▶ [REQUESTS]
1 - Please write out the portion of the Foldit survey text starting at "We found participants’" and ending at "(23.6%) and IGE(17.4%).".
2 - Decide whether each statement below agrees with the Foldit survey text. Answer yes or no and quote the words from the text that settle it.
(a) No participants said the Foldit tutorial taught the skills very poorly.
(b) A 41% plurality of players found the game "moderately difficult."
(c) The codebook ended up with 23 codes.
3 - Answer these questions from the Foldit survey text:
(a) How many responses on the tutorials were about Foldit?
(b) What percentage of players said most of the puzzles felt engaging?
(c) Which favorite aspect ranked highest for non-Foldit games, and with what percentage?

▶ [DOCUMENT]
::::

Because our responses on the tutorials were largely skewed toward Foldit (n = 98), we report only on Foldit’s tutorial. As shown in Supplemental File 2: Figure 2, the beginning of the tutorial is extremely easy, while the end of the tutorial is moderately difficult. With respect to the skills needed to play, participants reported that the Foldit tutorial taught: none (n = 1), some (n = 13), about half (n = 17), most (n = 37), and all (n = 27). Participants further reported the tutorial taught these skills: very poorly (n = 0), poorly (n = 8), fairly (n = 38), well (n = 34), and very well (n = 17). From these bell-curve responses, we conclude that players believe the tutorial teaches most of the skills fairly well.
Participant responses across all games indicated that the puzzles were at a reasonable difficulty. A plurality of 39% of players described that most of the puzzles were satisfyingly challenging but doable, and similar percentages of players said that only some of the puzzles were too easy (50%), too hard (54%), or led to the player feeling stuck (48%). This reasonable difficulty translated well to engagement, as a 41% plurality of players said that most of the puzzles felt engaging. When players were stuck however, they were loath to ask for help — 52% of responses indicated that players didn’t ask others for help and 46% of players didn’t look up the answers online (for “most of the puzzles”). Players did generally get hints from within the game when stuck though, with a reasonably even spread of answers across the spectrum. A 38% plurality of players found the game “moderately difficult,” followed by 23% responding “slightly difficult.”
Using the codebook qualitative content analysis (QCA) described in the Methods section, we developed a codebook (see <https://osf.io/yd26a/> for the full codebook) which ultimately had 23 codes capturing: educational value, game structure and pace, supporting alternate play modalities, intrinsic game enjoyment (IGE), intellectual challenge, socialization and community, boring or repetitive play, gamification, power user functionality and quality-of-life features, user interface and input controls, software, paratexts such as game wikis and YouTube videos, developer communication, scientist communication, making scientific contributions, understanding the science of the game, game difficulty, knowledge of how to play, game instructions (both positive and negative reviews), unknown, and no answer.
To quantitatively analyze the results of the QCA, we summed the counts of codes across coders, thereby weighting agreements more heavily while still including all assigned codes. We report only on the top 1–5 categories for each result; however, the full quantitative analysis is available at <https://osf.io/yd26a/>. For each of the five response types (see Appendix A), we explored sums of a variety of subsets of games: Foldit, non-Foldit, Foldit-like (includes Foldit, Eterna, and Eyewire), non-Foldit-like, individual games, and all games. We chose these subsets as capturing the diversity of our sample to the extent that we have sufficient data for analysis. However, for this article we report only on findings which showed marked differences between subsets.
We found participants’ favorite aspects of the game as: For Foldit (n = 140): IGE (22.7%), educational value (20.2%), and making scientific contributions (17.0%). For non-Foldit (n = 45): making scientific contributions (23.6%) and IGE(17.4%).

::::

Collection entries
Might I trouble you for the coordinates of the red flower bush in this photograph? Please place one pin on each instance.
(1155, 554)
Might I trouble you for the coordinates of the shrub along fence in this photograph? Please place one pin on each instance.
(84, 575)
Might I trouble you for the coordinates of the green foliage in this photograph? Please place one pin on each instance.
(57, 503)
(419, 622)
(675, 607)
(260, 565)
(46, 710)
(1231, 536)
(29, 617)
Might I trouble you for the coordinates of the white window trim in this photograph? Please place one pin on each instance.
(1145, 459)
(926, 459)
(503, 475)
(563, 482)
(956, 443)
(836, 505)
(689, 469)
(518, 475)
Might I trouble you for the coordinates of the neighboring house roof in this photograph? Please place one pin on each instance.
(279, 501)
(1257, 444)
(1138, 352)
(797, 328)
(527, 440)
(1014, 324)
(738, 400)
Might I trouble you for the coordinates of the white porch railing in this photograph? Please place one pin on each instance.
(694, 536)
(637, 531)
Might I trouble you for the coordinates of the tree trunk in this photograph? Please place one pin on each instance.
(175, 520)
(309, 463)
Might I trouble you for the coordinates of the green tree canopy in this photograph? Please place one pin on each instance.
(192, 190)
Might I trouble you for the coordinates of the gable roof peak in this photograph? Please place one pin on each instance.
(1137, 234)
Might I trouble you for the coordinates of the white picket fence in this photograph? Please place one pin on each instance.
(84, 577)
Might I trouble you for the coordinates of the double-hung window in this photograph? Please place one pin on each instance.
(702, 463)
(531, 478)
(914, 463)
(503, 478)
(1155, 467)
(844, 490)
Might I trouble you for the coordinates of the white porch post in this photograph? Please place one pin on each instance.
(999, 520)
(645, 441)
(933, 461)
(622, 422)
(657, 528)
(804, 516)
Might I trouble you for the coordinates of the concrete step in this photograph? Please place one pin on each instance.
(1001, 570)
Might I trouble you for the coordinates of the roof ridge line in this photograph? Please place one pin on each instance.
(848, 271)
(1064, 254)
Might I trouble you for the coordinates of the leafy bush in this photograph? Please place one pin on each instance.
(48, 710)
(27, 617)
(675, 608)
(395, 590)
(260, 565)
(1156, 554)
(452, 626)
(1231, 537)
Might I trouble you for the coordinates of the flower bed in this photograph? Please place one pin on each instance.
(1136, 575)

::::

▶ [WORKED SOLUTIONS]
1 -
We found participants’ favorite aspects of the game as: For Foldit (n = 140): IGE (22.7%), educational value (20.2%), and making scientific contributions (17.0%). For non-Foldit (n = 45): making scientific contributions (23.6%) and IGE(17.4%).

2 -
(a) Yes: "very poorly (n = 0)"
(b) No: "A 38% plurality of players found the game “moderately difficult,”"
(c) Yes: "which ultimately had 23 codes"

3 -
(a) 98
(b) 41%
(c) Making scientific contributions, at 23.6%